■ ELENCO DEI COMPITI ■
1. Stabilisci se le affermazioni seguenti concordano con il brano sulle due corone di luci, rispondendo sì o no e citando alla lettera le parole decisive. (a) L'arcobaleno esterno è il riflesso di quello interno. (b) Il canto e lo sfolgorio delle luci si fermarono in momenti diversi. (c) Dio soccorse la milizia in pericolo perché essa ne era degna.
2. Riscrivi in forma di elenco il paragrafo del brano sulle due corone di luci che comincia con «L'esercito di Cristo», conservandone i fatti principali.

■ BRANO DI RIFERIMENTO ■
*-*-*

Come due arcobaleni concentrici e con gli stessi colori si inarcano in una nube sottile (quando Giunone invia la sua ancella Iride sulla Terra), poiché quello esterno è il riflesso di quello interno, proprio come il suono della ninfa Eco che fu consumata dall'amore come un vapore lo è dal sole;
e come gli arcobaleni rassicurano gli uomini del fatto che non ci sarà un secondo Diluvio, per il patto stretto fra Dio e Noè:
così le due corone di quelle luci eterne ruotavano intorno a noi, e quella esterna era in perfetta armonia con quella interna.
Dopo che la gioia e la gran festa del canto e dello sfolgorio luminoso, fatto reciprocamente da quelle luci piene di felicità e di carità, si fermarono nello stesso istante e per una volontà concorde, proprio come gli occhi che, obbedendo al piacere, si aprono e si chiudono simultaneamente;
dall'interno di una delle nuove luci provenne una voce, che mi indusse a volgermi verso di essa come l'ago della bussola verso la Stella Polare;
e il beato (san Bonaventura) iniziò: «La carità che mi abbellisce mi spinge a parlare dell'altro condottiero cristiano (san Domenico), per il quale qui si parla così bene del mio (san Francesco).
È giusto che si parli di uno, se si parla anche dell'altro: cosicché, poiché combatterono insieme, anche la loro gloria risplenda all'unisono.
L'esercito di Cristo (la Chiesa), che fu riarmato a così caro prezzo (con la morte di Gesù), si muoveva dietro le insegne lento, con esitazione e scarso di numero, quando l'imperatore che regna in eterno (Dio) provvide alla milizia che era in pericolo, non perché ne fosse degna ma per sua grazia;
e, come già detto da Tommaso, soccorse la sua sposa (la Chiesa) con due campioni (Domenico e Francesco), le cui azioni e parole indussero il popolo sbandato a ravvedersi.

*-*-*

■ ESTRATTI DELLE VOCI ■
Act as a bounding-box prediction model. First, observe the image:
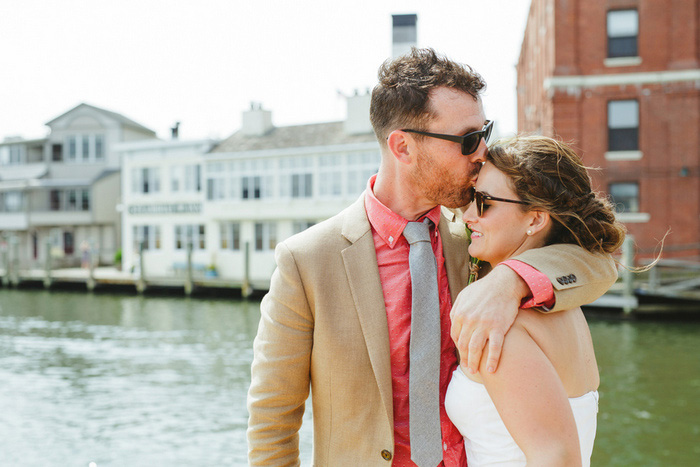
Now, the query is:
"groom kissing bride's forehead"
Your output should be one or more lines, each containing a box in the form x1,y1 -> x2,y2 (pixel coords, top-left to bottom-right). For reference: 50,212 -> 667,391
248,49 -> 617,467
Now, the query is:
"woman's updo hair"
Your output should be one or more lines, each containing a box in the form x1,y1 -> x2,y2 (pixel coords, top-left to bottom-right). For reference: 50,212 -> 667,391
486,136 -> 626,253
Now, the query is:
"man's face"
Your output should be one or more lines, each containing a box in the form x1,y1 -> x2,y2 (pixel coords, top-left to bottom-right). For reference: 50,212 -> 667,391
410,88 -> 487,208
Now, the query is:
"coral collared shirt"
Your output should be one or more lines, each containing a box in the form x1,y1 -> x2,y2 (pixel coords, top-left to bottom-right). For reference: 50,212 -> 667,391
365,175 -> 553,467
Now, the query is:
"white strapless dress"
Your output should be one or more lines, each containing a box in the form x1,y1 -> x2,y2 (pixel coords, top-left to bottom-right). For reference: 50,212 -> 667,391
445,367 -> 598,467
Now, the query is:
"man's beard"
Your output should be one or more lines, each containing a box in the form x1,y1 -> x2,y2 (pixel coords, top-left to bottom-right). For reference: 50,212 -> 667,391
412,152 -> 481,209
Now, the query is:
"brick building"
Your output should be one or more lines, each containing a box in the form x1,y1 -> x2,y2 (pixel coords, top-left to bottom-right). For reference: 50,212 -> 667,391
517,0 -> 700,259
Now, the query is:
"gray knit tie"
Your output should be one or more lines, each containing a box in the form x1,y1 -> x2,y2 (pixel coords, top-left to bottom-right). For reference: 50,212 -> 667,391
403,218 -> 442,467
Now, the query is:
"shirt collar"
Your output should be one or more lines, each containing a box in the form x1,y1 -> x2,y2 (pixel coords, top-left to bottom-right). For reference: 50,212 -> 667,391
365,174 -> 440,248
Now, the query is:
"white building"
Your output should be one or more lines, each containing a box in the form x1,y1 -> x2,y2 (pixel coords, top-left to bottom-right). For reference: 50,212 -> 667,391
120,94 -> 380,287
117,139 -> 215,277
0,104 -> 155,267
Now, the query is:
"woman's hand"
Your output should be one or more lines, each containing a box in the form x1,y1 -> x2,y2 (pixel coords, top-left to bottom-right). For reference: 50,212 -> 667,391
450,265 -> 530,373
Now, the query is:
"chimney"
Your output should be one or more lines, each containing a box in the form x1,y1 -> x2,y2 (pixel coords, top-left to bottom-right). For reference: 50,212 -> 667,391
345,89 -> 373,135
241,102 -> 274,136
391,15 -> 418,58
170,122 -> 180,139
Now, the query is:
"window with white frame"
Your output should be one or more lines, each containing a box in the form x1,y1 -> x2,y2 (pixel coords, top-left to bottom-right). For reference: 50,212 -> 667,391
185,164 -> 202,193
292,173 -> 314,198
347,151 -> 380,195
170,165 -> 184,193
607,10 -> 639,58
65,134 -> 105,163
0,191 -> 24,212
608,99 -> 639,151
170,164 -> 202,193
175,224 -> 207,250
241,175 -> 262,199
255,221 -> 277,251
292,220 -> 316,234
219,222 -> 241,251
279,156 -> 315,198
608,182 -> 639,213
207,162 -> 228,200
131,167 -> 160,194
133,225 -> 161,251
0,144 -> 26,165
93,135 -> 105,161
48,188 -> 90,211
318,154 -> 343,198
9,144 -> 26,165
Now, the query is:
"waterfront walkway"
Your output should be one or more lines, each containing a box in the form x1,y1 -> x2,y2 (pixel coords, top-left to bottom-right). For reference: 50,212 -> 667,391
0,267 -> 270,296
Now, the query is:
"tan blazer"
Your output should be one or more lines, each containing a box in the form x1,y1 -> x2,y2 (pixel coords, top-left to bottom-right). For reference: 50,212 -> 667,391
248,195 -> 616,467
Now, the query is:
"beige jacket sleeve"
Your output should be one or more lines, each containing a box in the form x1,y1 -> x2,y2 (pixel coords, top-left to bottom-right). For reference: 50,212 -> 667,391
247,243 -> 314,466
513,244 -> 617,311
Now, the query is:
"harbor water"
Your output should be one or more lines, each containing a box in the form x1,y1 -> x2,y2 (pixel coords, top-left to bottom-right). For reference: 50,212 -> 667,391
0,289 -> 700,467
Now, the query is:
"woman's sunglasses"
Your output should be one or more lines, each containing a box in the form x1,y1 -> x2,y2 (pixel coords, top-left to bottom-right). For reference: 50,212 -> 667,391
401,120 -> 493,156
470,187 -> 528,217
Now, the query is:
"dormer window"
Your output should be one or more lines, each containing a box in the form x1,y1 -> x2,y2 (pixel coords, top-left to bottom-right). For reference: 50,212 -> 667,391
607,10 -> 639,58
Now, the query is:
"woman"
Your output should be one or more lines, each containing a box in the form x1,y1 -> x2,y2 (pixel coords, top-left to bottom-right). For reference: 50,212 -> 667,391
445,136 -> 625,467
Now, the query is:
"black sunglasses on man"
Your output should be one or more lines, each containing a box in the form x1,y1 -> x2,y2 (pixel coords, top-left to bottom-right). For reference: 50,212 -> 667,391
401,120 -> 493,156
469,187 -> 530,217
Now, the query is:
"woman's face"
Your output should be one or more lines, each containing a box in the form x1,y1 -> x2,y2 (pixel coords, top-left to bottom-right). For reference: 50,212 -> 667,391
462,162 -> 532,266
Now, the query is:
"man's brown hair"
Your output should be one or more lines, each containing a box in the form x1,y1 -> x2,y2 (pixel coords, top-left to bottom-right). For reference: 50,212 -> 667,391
369,47 -> 486,145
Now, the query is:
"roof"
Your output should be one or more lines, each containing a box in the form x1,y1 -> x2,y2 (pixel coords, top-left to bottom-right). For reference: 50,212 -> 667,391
0,164 -> 48,181
211,122 -> 377,152
46,102 -> 156,135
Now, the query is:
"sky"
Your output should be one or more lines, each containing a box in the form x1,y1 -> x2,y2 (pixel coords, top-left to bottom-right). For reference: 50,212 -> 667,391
0,0 -> 530,140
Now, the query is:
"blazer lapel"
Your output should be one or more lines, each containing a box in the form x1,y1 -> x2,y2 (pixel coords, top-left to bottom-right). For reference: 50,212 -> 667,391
438,207 -> 469,303
341,196 -> 394,423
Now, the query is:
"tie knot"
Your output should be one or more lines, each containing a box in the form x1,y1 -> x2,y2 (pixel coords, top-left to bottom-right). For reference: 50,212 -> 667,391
403,217 -> 432,245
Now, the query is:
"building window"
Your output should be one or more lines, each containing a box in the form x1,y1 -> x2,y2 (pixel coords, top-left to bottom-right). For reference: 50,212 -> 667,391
292,220 -> 316,234
8,144 -> 24,165
175,224 -> 207,250
131,167 -> 160,194
49,190 -> 62,211
608,182 -> 639,213
0,191 -> 24,212
220,222 -> 241,251
346,151 -> 380,196
241,176 -> 261,199
608,100 -> 639,151
255,222 -> 277,251
49,188 -> 90,211
80,190 -> 90,211
82,135 -> 90,162
65,134 -> 105,163
66,190 -> 78,211
95,135 -> 105,160
207,162 -> 227,200
63,231 -> 75,256
51,144 -> 63,162
292,173 -> 313,198
68,136 -> 78,162
607,10 -> 639,58
318,154 -> 343,197
185,164 -> 202,192
133,225 -> 160,251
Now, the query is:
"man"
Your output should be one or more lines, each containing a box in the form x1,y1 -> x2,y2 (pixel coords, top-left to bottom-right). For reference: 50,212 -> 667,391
248,49 -> 616,466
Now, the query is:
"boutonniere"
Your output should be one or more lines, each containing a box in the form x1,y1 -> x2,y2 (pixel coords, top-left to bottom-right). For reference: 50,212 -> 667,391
464,224 -> 481,285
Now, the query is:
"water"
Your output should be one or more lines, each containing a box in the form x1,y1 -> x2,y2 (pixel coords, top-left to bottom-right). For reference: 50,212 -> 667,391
0,289 -> 700,467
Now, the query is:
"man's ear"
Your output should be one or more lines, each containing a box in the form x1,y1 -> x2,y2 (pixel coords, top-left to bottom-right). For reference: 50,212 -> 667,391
528,211 -> 551,234
386,130 -> 415,164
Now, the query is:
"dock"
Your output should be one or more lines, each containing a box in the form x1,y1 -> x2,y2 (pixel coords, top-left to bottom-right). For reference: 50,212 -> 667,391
0,267 -> 270,298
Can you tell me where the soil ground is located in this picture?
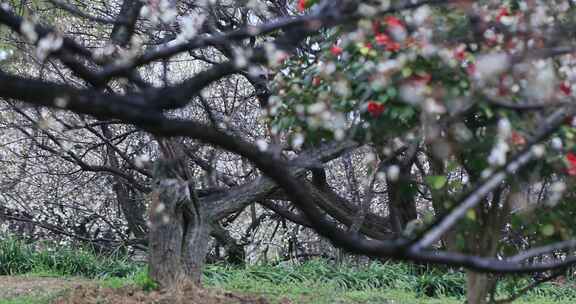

*-*-*

■ RISPOSTE AI COMPITI ■
1.
(a) Sì: «poiché quello esterno è il riflesso di quello interno».
(b) No: «si fermarono nello stesso istante».
(c) No: «non perché ne fosse degna ma per sua grazia».

2.
- L'esercito di Cristo, cioè la Chiesa, era stato riarmato a caro prezzo, con la morte di Gesù.
- Avanzava dietro le insegne lento, esitante e con pochi uomini.
- Dio, l'imperatore che regna in eterno, provvide alla milizia in pericolo.
- Lo fece per sua grazia, non perché la milizia ne fosse degna.